*PROBLEM 1*
According to the passage on pesticide exposure and biomarkers, how many chemicals can Dean P. Jones's lab measure in a drop of blood?
*PROBLEM 2*
Write the next part of the passage on pesticide exposure and biomarkers, starting after its final sentence.

SELECTED TEXT: Begin

Use of organophosphate pesticides has dropped, leaving other pesticides to fill the void.SOURCE: Environmental Protection Agency estimates based on Department of Agriculture/National Agricultural Statistics Service and EPA proprietary data

Other people suggested a more holistic approach. “Individuals are not exposed to a single compound. We want to come up with a comprehensive view of the individual environment,” said David M. Balshaw, a program administrator at the National Institutes of Health’s National Institute of Environmental Health Sciences. Balshaw described a program on exposure biology led by NIEHS to develop new technologies and biomarkers to characterize the entire personal environment, including chemical exposures as well as dietary intake, physical activity, and psychosocial stress.

Balshaw also highlighted an NIEHS effort to improve the way biomarkers are measured. “Biomarkers in this case are not a single gene or protein,” he said. NIEHS is coming up with new ways of detecting biomarkers, focusing on arrays and other techniques to understand how the entire biological pathway responds, Balshaw noted.

Along similar lines, Dean P. Jones, a medical biochemist and professor at Emory University, pointed out that his lab can measure approximately 10,000 chemicals—including 1,500 to 2,000 metabolites—in a drop of blood in 20 minutes using high-resolution mass spectrometry. The analysis provides a “relatively complete understanding of metabolic pathways,” he said.

SELECTED TEXT: End
INFORMATION GIVEN: Begin

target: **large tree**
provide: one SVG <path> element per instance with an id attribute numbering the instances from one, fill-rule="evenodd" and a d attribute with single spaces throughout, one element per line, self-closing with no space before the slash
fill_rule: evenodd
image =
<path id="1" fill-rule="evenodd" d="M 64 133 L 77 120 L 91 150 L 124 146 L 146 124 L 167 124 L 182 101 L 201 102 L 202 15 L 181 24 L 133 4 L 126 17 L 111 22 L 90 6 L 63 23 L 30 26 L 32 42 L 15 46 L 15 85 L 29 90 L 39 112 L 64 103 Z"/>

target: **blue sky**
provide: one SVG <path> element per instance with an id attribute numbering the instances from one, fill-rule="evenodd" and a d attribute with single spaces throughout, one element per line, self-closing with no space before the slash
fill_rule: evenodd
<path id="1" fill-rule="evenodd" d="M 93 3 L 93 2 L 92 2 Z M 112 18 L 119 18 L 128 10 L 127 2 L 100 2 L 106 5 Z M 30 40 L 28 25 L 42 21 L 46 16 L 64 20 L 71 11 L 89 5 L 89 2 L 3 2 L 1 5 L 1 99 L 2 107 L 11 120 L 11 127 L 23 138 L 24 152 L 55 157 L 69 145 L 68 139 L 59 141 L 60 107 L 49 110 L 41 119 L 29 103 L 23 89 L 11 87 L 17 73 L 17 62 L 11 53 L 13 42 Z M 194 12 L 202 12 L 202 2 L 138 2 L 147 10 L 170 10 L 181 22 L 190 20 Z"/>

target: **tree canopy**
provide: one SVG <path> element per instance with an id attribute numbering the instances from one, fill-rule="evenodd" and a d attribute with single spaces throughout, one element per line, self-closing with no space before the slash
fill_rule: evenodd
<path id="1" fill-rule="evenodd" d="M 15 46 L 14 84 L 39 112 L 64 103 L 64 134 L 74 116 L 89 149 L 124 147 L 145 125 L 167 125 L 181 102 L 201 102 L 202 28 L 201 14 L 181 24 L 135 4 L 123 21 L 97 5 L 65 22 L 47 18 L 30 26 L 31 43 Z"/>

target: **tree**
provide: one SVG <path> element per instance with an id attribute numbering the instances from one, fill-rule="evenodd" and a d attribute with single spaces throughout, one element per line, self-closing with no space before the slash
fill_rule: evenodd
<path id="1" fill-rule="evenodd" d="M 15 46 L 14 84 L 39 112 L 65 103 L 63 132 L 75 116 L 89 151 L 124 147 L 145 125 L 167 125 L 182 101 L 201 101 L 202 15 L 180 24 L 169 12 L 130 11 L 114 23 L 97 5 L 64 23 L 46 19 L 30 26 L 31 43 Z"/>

INFORMATION GIVEN: End

*EXERCISE RESPONSE 1*
Approximately 10,000 chemicals.

*EXERCISE RESPONSE 2*
So far, high-resolution mass spectrometry hasn’t found its way into the clinic for routine medical exams. But Jones predicts that it might not be too long before that happens. “The methodology has been around for about 30 years,” he said, adding that it took about that long for nuclear magnetic resonance—NMR—spectrometry to go from being a basic lab research tool to the clinical imaging technique called MRI.

Jones referred to the concept of the exposome—all of the exposures of an individual over a lifetime and how those exposures relate to disease. “If we had a system where we could collect samples and collect exposure information throughout life, then we would really have a new opportunity in terms of epidemiology to be able to look at disease associations,” he said. The biggest limitations right now are in the informatics side, he noted.

In addition to debating what to measure, workshop participants pondered how often to take samples. Biomarker concentrations vary over time, so a single spot sample doesn’t provide the whole picture, said Lesa L. Aylward, principal at the Colorado-based consulting firm Summit Toxicology. Variation is often significant within one person and within one day, she noted.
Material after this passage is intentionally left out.